▶ **WORK TO COMPLETE**
Convert the records below into a numbered list, one line per item, skipping blank lines. Omit the pictures from the list.

────────────────

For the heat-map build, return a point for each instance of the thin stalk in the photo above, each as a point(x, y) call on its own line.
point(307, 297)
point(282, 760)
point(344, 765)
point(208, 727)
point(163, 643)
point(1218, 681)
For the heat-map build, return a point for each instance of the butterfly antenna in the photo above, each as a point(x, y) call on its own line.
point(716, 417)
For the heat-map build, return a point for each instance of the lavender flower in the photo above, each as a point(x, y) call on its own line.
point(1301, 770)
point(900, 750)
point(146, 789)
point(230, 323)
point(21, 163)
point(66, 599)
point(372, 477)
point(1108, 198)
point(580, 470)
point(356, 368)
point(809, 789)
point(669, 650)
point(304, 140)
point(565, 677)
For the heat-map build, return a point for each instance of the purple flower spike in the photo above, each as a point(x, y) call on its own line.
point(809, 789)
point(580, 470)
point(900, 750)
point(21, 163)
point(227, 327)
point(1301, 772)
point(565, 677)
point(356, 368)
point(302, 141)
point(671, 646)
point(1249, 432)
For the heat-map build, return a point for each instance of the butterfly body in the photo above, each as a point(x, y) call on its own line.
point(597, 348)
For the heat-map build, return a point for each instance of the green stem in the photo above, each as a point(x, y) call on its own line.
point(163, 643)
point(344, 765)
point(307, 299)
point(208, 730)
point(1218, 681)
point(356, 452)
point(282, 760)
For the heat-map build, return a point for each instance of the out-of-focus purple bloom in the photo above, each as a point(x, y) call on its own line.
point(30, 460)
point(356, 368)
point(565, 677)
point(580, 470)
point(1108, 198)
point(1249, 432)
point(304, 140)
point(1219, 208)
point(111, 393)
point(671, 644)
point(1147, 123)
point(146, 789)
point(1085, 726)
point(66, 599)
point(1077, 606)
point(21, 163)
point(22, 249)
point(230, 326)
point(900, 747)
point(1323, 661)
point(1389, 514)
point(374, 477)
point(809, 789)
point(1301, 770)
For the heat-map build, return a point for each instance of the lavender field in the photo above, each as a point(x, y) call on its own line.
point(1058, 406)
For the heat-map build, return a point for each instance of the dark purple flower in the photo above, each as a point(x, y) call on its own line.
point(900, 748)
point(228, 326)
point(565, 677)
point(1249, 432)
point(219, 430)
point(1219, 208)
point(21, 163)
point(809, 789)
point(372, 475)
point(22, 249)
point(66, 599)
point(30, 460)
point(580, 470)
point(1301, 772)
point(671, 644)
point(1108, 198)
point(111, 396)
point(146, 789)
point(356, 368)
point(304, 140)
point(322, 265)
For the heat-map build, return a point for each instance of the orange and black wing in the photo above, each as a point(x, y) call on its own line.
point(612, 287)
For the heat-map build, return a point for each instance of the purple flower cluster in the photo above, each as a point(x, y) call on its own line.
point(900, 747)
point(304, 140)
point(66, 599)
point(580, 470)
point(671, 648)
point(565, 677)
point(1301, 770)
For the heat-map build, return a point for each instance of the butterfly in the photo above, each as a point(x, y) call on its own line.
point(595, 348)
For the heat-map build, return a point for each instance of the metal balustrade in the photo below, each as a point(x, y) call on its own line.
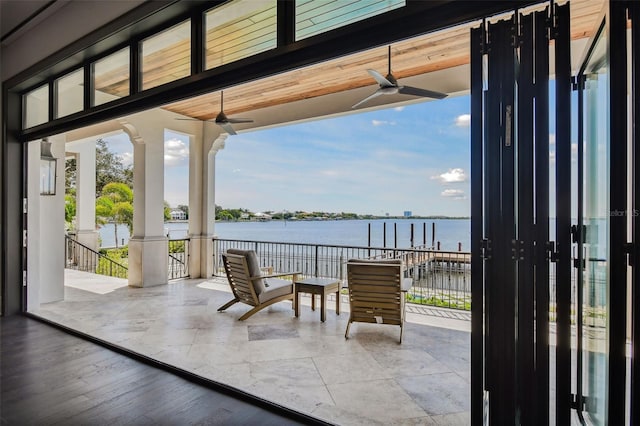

────────────────

▶ **FULL OUTPUT**
1. For the heat-map build, return a point for each instance of the thin stalk in the photo above, each as a point(x, y) call on its own line.
2. point(307, 297)
3. point(282, 760)
4. point(344, 765)
5. point(208, 727)
6. point(163, 643)
7. point(1218, 681)
8. For the heat-map build, return a point for each instance of the butterfly antenna in the photo above, each as a point(x, y) call on its own line.
9. point(716, 417)
10. For the heat-map build, return a point for each instance of the lavender flower in the photo above, each as a point(x, y) call on its own line.
11. point(1301, 770)
12. point(900, 750)
13. point(146, 789)
14. point(230, 323)
15. point(21, 163)
16. point(66, 599)
17. point(372, 477)
18. point(1108, 198)
19. point(580, 470)
20. point(356, 368)
21. point(809, 789)
22. point(669, 650)
23. point(304, 140)
24. point(565, 677)
25. For the heat-map build, return a point for each instance of the purple flower spike in the photo above, each as a point(x, y) call on its own line.
26. point(809, 789)
27. point(580, 470)
28. point(900, 750)
29. point(21, 163)
30. point(227, 327)
31. point(1301, 772)
32. point(565, 677)
33. point(356, 368)
34. point(302, 141)
35. point(671, 646)
36. point(1249, 432)
37. For the heat-map build, return a point for each instance of the butterfly body in the photo above, each as a point(x, y) call on its own line.
38. point(597, 348)
39. For the heat-map build, return a point for each instance of the green stem in the photo above, each as a point(x, y) call on its own line.
40. point(163, 643)
41. point(344, 765)
42. point(307, 299)
43. point(208, 730)
44. point(1218, 681)
45. point(356, 452)
46. point(282, 760)
47. For the heat-map build, return a point for each instance of the out-of-focus purple bloom in the photo above, each as a point(x, y) call on its own line.
48. point(30, 460)
49. point(356, 368)
50. point(565, 677)
51. point(580, 470)
52. point(1108, 198)
53. point(1249, 432)
54. point(304, 140)
55. point(1219, 208)
56. point(111, 393)
57. point(671, 644)
58. point(1147, 123)
59. point(146, 789)
60. point(1085, 726)
61. point(66, 599)
62. point(1077, 606)
63. point(21, 163)
64. point(22, 249)
65. point(230, 326)
66. point(900, 747)
67. point(1323, 661)
68. point(1389, 514)
69. point(374, 477)
70. point(809, 789)
71. point(1301, 770)
72. For the heat-map build, return a point for each instance of the lavender field in the photo above, each as a point(x, y) call on its own line.
73. point(1058, 406)
74. For the heat-map build, return a point for each instance of the dark purple flower in the photo above, each as a point(x, y) call on its own line.
75. point(900, 748)
76. point(228, 326)
77. point(565, 677)
78. point(1249, 432)
79. point(219, 430)
80. point(1219, 208)
81. point(21, 163)
82. point(809, 789)
83. point(372, 475)
84. point(22, 249)
85. point(66, 599)
86. point(30, 460)
87. point(580, 470)
88. point(1301, 772)
89. point(671, 644)
90. point(1108, 198)
91. point(111, 396)
92. point(146, 789)
93. point(356, 368)
94. point(304, 140)
95. point(322, 265)
96. For the heat-map build, return a point for each instance of the orange and black wing in the photo above, each as a point(x, y) call on its own line.
97. point(612, 287)
98. For the heat-map build, return a point for each instance of the purple flower cluster in the photo above, each as a point(x, y) call on its own line.
99. point(900, 747)
100. point(304, 140)
101. point(66, 599)
102. point(580, 470)
103. point(671, 648)
104. point(565, 677)
105. point(1301, 770)
106. For the heat-map build, return a point for each instance of the butterfly in the photo above, each as a point(x, y) call on its own line.
107. point(595, 348)
108. For the heat-map build, return a point for each instance of the metal balustrade in the photo below, each as a point(x, y) call on its own line.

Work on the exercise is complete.